Extracted data
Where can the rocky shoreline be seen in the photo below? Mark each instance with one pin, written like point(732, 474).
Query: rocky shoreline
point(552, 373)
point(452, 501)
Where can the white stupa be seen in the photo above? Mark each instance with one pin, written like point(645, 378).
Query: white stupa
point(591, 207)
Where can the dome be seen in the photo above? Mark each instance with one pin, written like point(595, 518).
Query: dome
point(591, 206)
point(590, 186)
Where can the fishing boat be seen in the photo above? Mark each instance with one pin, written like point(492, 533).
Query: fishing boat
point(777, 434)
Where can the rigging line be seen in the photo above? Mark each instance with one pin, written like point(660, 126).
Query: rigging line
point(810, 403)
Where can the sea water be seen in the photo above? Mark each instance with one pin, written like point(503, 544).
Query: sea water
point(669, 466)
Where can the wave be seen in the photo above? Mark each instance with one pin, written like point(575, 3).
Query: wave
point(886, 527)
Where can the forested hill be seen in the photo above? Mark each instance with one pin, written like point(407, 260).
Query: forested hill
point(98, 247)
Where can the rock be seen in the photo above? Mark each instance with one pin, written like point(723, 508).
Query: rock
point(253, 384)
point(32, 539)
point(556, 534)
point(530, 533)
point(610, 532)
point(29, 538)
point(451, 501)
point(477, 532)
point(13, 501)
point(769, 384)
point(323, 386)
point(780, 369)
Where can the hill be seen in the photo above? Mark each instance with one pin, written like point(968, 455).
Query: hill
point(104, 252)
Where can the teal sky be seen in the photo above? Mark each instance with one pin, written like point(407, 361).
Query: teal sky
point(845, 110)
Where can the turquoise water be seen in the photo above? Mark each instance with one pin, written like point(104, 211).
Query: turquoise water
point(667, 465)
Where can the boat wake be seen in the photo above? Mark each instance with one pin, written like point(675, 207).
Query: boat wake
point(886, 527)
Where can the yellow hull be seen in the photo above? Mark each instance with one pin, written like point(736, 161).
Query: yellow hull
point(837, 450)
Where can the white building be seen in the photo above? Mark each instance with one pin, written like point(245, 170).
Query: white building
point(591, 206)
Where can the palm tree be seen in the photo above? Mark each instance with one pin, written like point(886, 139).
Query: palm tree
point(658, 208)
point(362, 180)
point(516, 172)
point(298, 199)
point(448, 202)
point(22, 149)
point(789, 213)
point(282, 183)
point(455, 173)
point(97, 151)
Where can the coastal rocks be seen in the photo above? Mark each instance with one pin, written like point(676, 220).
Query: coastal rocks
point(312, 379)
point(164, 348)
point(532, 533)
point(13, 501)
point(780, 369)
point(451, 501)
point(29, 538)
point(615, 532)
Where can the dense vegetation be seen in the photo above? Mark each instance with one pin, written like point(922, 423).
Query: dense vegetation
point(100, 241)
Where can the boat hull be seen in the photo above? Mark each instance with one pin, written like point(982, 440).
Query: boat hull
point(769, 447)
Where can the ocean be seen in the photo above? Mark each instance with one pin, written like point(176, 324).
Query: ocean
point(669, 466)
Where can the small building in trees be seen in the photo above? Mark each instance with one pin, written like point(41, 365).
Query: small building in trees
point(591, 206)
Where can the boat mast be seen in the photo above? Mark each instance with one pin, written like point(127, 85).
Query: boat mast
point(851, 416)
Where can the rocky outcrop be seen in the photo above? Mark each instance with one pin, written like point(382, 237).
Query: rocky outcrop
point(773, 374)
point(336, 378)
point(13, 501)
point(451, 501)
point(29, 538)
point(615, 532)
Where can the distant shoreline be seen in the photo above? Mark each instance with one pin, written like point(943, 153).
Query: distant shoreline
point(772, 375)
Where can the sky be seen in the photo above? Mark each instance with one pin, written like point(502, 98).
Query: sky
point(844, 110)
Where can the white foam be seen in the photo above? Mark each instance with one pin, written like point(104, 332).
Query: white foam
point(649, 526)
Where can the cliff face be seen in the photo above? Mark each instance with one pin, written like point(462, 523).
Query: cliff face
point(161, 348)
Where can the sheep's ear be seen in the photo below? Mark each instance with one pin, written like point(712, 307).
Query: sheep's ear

Exercise
Only the lines from the one with "Query: boat hull" through the end of the records above are to be copied, exactly as written.

Reply to the exercise
Query: boat hull
point(769, 447)
Where can the ocean be seen in the photo above? Mark each instance with one pin, written like point(176, 324).
Query: ocean
point(669, 466)
Where can the small building in trees be seen in the photo above? Mark each instance with one pin, written like point(41, 365).
Query: small building in trees
point(591, 206)
Where can the boat mast be seen in the photo above? Mark each instance with one pin, written like point(127, 85).
Query: boat mast
point(851, 416)
Where can the rocky outcrop be seen in the photo above? Mark each instance with one pin, written like point(382, 237).
Query: rocky outcrop
point(773, 374)
point(336, 378)
point(13, 501)
point(451, 501)
point(29, 538)
point(615, 532)
Where can the distant shoreline be seen in the photo above? Mark each instance with one pin, written like point(943, 153).
Query: distant shoreline
point(772, 375)
Where can the sky be seen in the photo above? Mark each instance with one pin, written like point(502, 98).
Query: sky
point(844, 110)
Where can the white foam be seen in the photo above? Mark each instance with one pin, written like point(104, 332).
Query: white foam
point(649, 526)
Where can the cliff face be seen in the photo above? Mark each instance with one pin, written like point(462, 523).
Query: cliff face
point(161, 348)
Where can the sheep's ear be seen in the photo below? Mark each instance with one pin, written like point(712, 307).
Query: sheep's ear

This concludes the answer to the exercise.